**TASK REQUIREMENTS:** In the data below, find every line that has the string "olive", and copy it.

**PROVIDED DATA:**
▬▬▬▬▬▬

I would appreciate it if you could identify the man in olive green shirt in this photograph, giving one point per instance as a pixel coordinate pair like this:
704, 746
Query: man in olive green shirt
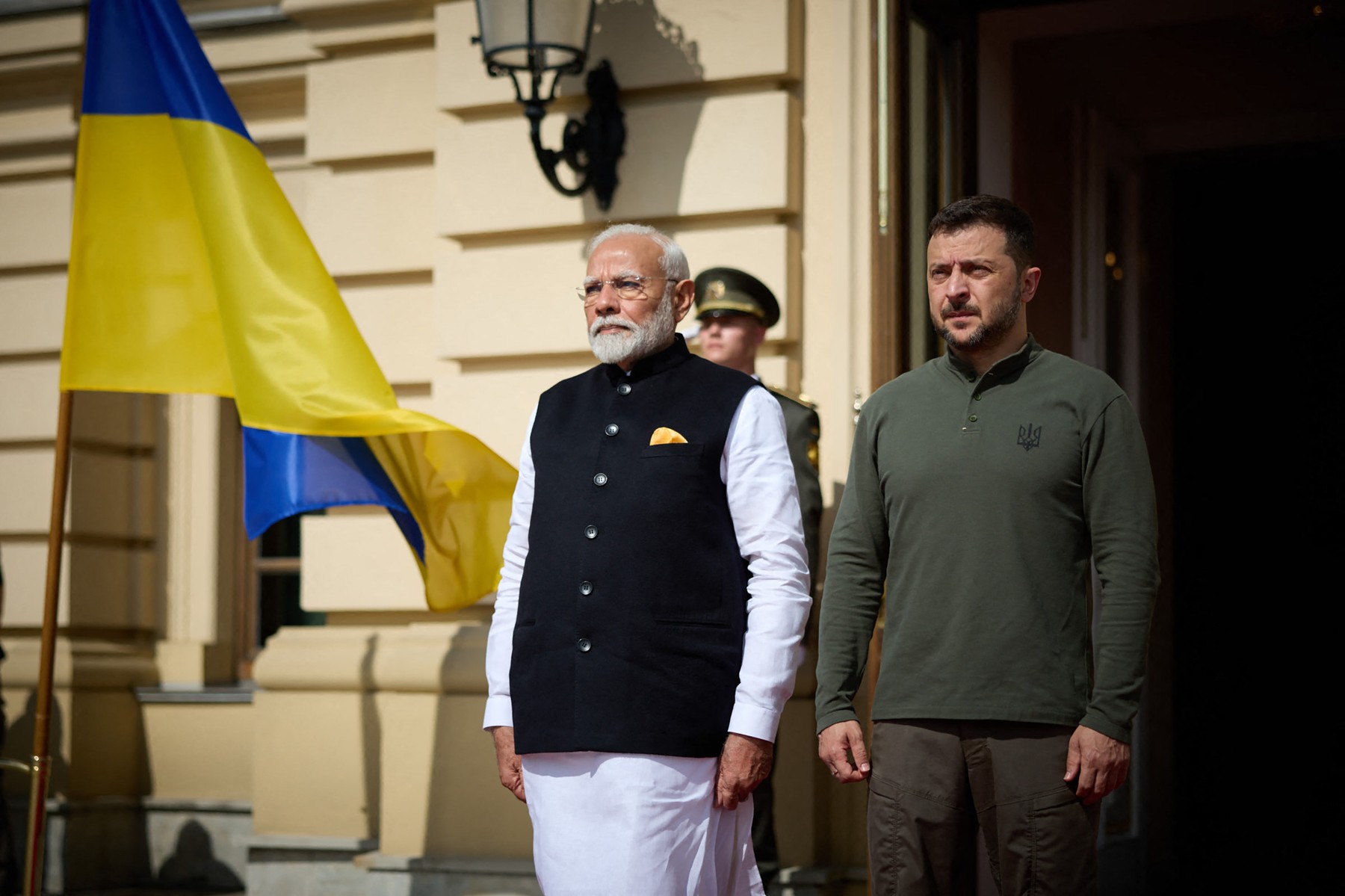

▬▬▬▬▬▬

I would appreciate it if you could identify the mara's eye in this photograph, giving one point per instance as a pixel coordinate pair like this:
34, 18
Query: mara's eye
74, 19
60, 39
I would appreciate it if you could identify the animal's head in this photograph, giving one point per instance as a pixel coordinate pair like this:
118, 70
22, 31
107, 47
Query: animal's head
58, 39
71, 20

▬▬▬▬▬▬

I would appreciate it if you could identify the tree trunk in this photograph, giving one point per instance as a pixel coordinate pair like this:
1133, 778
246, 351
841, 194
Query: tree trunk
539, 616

▬▬▬▬▬▬

**TASK OUTPUT:**
I would appreciate it if you could identify the man in olive green shirt in this photograph, giving one point per instance as a pixel coordinate pair like this:
Query: man in olive green shirt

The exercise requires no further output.